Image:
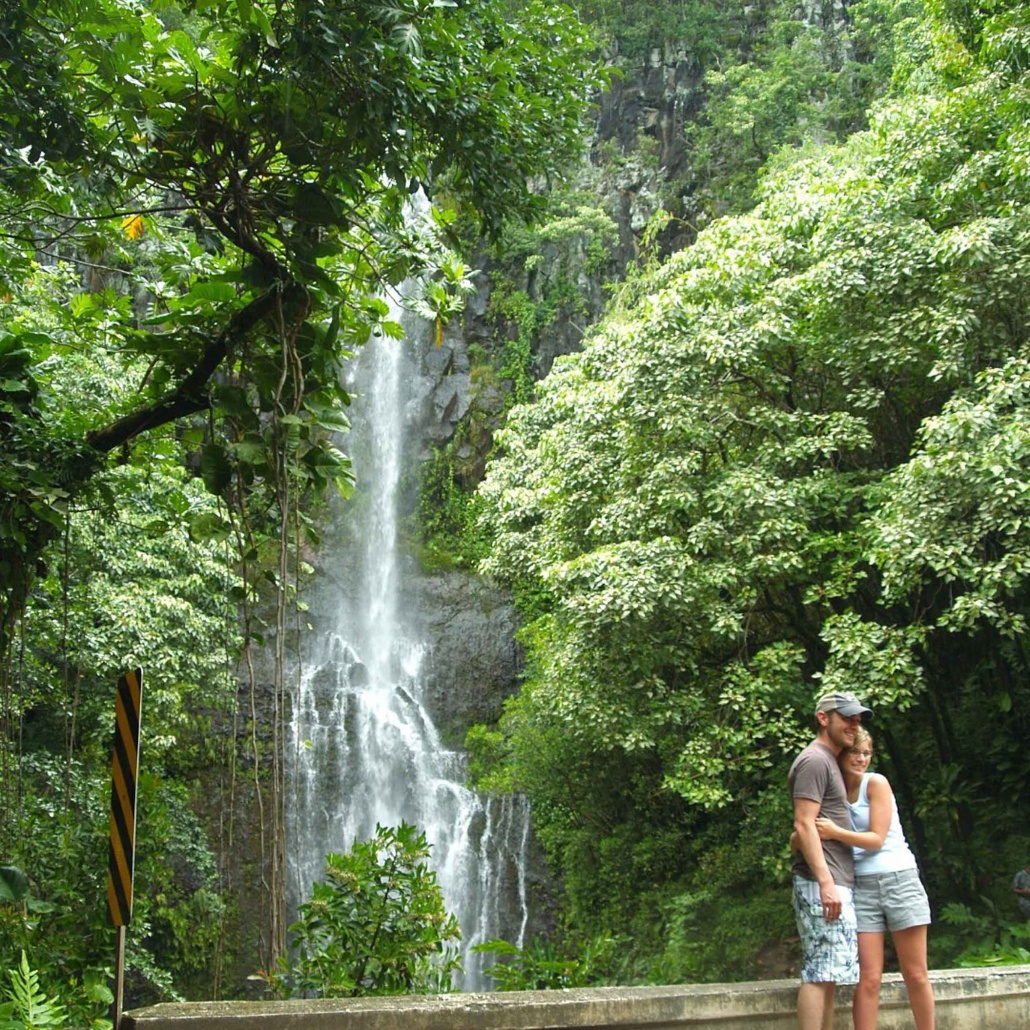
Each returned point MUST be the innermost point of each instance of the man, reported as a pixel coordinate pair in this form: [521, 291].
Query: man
[1021, 886]
[824, 870]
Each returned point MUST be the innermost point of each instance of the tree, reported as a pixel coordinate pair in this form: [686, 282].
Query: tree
[232, 180]
[747, 487]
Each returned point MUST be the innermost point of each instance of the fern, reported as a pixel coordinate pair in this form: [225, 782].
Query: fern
[29, 1008]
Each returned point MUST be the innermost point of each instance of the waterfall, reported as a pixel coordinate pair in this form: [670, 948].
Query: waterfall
[364, 747]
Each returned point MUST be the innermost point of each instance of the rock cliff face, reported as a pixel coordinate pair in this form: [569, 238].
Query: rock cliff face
[470, 623]
[475, 661]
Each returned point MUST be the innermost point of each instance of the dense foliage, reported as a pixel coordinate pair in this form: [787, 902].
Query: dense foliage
[793, 459]
[376, 925]
[200, 205]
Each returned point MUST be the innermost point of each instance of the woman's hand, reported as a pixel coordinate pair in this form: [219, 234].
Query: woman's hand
[828, 830]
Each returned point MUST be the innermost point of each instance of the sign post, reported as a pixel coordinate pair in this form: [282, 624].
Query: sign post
[125, 762]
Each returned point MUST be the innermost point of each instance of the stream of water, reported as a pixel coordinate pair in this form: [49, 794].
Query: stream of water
[364, 747]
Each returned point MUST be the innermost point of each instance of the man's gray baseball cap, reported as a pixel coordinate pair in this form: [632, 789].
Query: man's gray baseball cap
[847, 705]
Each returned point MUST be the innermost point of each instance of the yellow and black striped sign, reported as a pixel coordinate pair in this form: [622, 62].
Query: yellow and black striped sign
[124, 765]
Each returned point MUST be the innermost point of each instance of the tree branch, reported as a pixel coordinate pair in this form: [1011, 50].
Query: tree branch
[191, 396]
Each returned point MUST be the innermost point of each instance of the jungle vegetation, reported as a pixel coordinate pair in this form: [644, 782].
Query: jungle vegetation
[791, 457]
[792, 453]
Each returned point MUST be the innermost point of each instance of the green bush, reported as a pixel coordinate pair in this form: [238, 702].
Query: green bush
[376, 925]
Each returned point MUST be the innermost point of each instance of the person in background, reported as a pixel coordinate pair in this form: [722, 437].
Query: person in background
[889, 894]
[823, 869]
[1021, 886]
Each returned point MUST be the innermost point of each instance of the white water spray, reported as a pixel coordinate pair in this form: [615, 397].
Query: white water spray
[365, 749]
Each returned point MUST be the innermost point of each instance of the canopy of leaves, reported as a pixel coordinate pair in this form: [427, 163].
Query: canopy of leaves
[236, 174]
[792, 464]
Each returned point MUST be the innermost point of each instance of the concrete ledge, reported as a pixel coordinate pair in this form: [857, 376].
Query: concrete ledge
[995, 998]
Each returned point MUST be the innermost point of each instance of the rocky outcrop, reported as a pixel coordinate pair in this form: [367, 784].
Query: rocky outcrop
[475, 662]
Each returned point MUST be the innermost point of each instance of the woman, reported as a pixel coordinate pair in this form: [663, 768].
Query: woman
[889, 894]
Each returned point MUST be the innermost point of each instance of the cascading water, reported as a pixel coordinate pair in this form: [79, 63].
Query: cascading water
[365, 748]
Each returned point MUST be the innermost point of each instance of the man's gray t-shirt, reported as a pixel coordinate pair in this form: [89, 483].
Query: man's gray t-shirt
[816, 776]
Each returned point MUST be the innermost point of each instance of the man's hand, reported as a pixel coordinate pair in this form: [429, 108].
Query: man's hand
[831, 901]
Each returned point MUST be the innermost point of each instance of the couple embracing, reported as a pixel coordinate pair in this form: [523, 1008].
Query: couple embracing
[854, 876]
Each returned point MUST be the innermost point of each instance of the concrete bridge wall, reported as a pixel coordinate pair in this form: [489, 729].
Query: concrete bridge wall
[996, 998]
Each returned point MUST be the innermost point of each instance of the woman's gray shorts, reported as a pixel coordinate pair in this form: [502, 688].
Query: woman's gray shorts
[890, 901]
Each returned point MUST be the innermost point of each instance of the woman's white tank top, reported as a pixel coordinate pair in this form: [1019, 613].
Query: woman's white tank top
[895, 853]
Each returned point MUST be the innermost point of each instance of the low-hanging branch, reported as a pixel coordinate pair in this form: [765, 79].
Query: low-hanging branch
[191, 396]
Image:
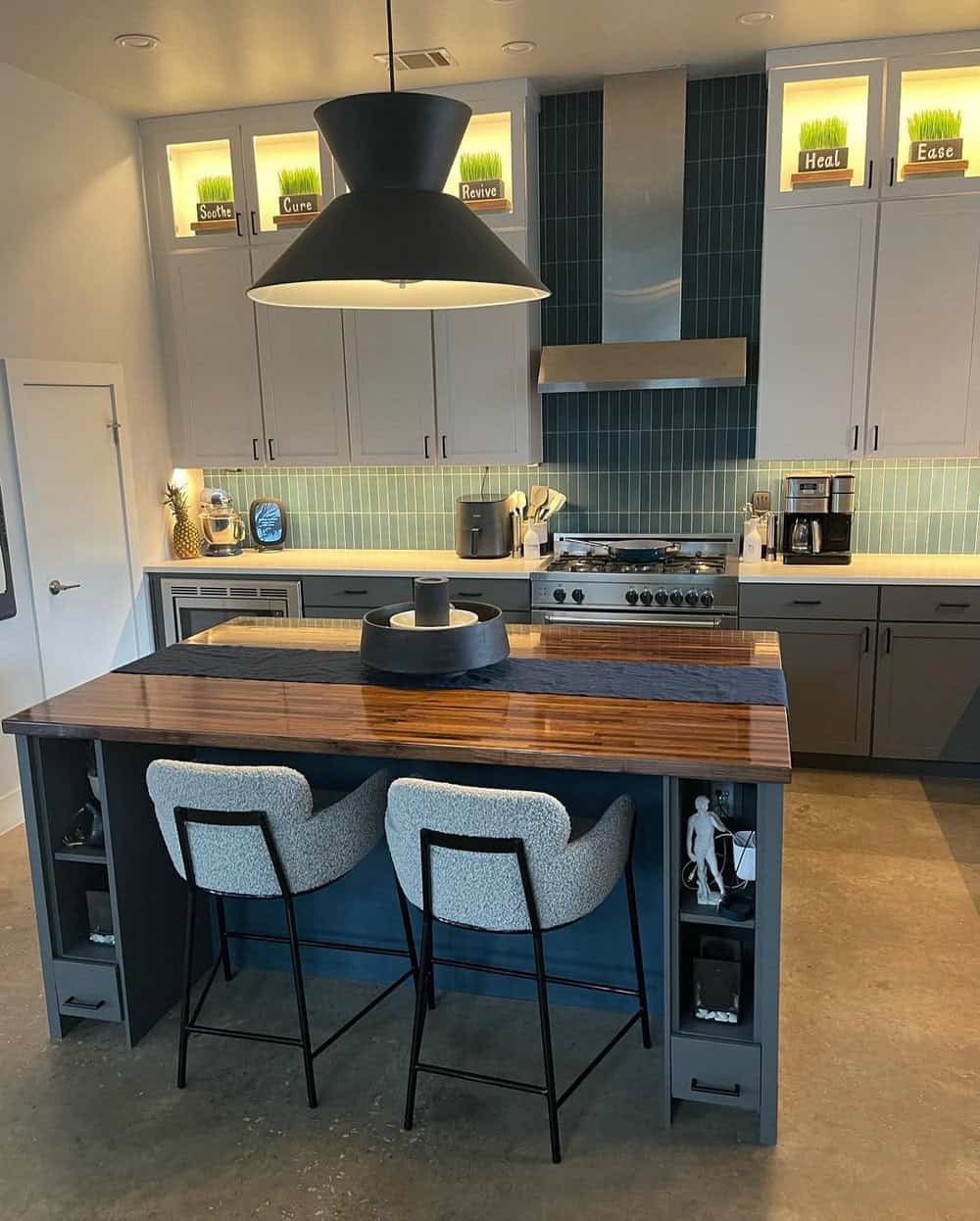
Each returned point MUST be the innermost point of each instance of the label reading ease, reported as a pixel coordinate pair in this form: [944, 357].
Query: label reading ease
[299, 205]
[219, 210]
[810, 160]
[929, 152]
[476, 192]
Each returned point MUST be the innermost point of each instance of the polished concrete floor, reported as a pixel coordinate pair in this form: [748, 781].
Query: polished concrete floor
[880, 1110]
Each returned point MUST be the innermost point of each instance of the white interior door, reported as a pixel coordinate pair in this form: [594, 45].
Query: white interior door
[73, 476]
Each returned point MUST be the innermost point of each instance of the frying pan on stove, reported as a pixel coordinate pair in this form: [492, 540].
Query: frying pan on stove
[641, 551]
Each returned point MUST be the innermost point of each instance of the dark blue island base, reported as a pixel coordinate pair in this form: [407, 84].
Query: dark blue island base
[135, 982]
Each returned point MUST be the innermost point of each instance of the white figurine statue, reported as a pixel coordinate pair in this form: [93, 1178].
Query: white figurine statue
[701, 849]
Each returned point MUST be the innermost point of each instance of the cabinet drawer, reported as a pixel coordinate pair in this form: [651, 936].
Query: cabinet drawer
[715, 1071]
[930, 604]
[356, 591]
[780, 601]
[88, 989]
[512, 594]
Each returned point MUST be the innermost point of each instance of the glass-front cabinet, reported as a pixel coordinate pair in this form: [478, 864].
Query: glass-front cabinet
[824, 133]
[933, 124]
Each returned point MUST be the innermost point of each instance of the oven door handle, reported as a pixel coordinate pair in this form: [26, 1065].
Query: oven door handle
[596, 619]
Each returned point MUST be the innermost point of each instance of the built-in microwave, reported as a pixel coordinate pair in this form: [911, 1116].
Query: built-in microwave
[189, 607]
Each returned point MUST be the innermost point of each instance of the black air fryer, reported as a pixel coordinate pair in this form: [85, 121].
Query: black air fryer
[483, 529]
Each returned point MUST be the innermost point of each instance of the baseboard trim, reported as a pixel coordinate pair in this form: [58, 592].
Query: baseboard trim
[11, 810]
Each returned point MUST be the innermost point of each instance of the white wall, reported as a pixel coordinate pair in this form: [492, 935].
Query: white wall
[74, 284]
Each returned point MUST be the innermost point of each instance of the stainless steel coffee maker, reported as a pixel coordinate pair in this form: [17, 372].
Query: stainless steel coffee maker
[817, 512]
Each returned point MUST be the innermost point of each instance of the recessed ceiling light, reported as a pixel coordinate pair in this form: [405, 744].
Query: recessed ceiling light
[137, 41]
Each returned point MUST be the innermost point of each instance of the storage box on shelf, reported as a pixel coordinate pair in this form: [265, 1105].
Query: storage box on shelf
[869, 308]
[260, 386]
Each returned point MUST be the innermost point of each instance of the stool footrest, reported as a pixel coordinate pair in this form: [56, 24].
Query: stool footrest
[482, 1078]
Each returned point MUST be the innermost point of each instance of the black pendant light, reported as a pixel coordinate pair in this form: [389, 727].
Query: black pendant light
[396, 239]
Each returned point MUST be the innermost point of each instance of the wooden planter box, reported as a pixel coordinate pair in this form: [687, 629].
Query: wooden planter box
[486, 195]
[298, 210]
[936, 158]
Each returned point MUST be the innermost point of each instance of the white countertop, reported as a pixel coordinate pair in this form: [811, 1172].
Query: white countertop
[314, 561]
[881, 569]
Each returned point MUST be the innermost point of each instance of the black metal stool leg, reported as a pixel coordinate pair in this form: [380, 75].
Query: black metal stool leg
[222, 928]
[192, 904]
[641, 983]
[546, 1044]
[304, 1021]
[417, 1030]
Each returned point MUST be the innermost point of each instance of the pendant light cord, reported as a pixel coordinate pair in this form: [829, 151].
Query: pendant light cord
[391, 46]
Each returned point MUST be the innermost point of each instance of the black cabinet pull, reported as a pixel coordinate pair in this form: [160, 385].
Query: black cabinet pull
[84, 1003]
[698, 1087]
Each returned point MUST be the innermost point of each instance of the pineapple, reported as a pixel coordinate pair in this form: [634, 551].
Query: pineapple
[187, 539]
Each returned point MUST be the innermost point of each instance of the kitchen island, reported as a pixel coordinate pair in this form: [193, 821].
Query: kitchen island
[581, 749]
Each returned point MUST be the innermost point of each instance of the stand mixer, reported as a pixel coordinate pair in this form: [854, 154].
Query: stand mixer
[221, 524]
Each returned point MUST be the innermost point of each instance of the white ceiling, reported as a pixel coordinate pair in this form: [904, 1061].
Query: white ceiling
[217, 54]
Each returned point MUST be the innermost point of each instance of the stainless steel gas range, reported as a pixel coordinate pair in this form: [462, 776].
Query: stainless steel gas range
[695, 585]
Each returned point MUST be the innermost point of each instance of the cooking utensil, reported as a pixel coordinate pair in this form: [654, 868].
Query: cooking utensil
[537, 502]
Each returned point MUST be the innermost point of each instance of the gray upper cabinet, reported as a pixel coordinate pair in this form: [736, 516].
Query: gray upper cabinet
[391, 386]
[928, 698]
[925, 364]
[816, 292]
[214, 371]
[830, 671]
[304, 390]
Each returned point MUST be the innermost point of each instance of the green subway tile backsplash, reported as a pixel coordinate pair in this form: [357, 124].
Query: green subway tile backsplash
[638, 461]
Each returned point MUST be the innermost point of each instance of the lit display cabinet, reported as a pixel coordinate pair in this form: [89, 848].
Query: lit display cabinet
[824, 133]
[933, 124]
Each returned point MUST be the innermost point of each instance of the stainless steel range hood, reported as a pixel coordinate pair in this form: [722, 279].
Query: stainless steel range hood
[643, 138]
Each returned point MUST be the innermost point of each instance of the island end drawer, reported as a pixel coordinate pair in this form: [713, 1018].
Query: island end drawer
[88, 989]
[780, 601]
[356, 591]
[715, 1071]
[511, 594]
[930, 604]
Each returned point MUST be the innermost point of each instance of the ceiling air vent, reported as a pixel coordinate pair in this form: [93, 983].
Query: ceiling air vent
[428, 58]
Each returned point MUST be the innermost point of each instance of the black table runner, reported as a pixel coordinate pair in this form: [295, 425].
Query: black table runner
[532, 675]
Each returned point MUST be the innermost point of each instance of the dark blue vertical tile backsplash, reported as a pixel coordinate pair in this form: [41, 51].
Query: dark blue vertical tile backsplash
[638, 461]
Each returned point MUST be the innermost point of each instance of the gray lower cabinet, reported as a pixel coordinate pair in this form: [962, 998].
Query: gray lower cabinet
[830, 669]
[928, 696]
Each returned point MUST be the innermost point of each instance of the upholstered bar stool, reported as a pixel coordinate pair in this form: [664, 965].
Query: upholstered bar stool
[508, 862]
[258, 833]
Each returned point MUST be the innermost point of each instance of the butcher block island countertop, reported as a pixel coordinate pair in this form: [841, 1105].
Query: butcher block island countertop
[656, 738]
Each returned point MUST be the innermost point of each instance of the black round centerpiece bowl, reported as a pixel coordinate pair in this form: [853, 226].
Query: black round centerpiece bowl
[442, 651]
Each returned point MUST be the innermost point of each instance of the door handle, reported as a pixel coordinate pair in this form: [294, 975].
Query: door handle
[700, 1087]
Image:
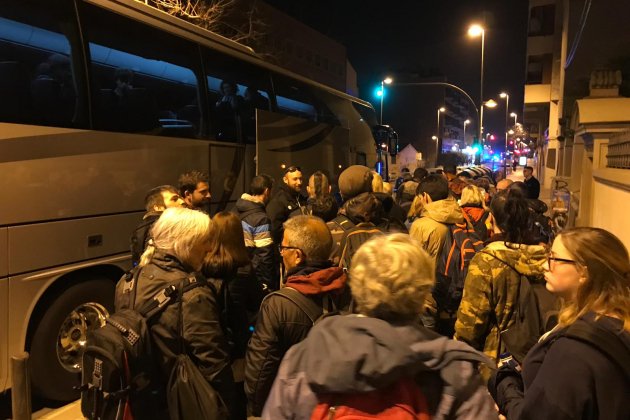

*Requirement:* Repeat everything from the line containing "form: [811, 1172]." down to the line containing "[417, 1030]", keeping both of those lines and each line between them unchanged.

*In response:*
Each returned point MUST be the innermost point of each instance of the white countertop, reported as a pixel coordinate pair in this form: [811, 1172].
Query: white countertop
[314, 561]
[881, 569]
Each returned point MUST be the innermost point of each instance of the black metal stool leg, reported as a pixel coordinate pair in this form: [380, 75].
Query: black metal stool leg
[222, 928]
[192, 904]
[641, 983]
[546, 1044]
[304, 1021]
[417, 1030]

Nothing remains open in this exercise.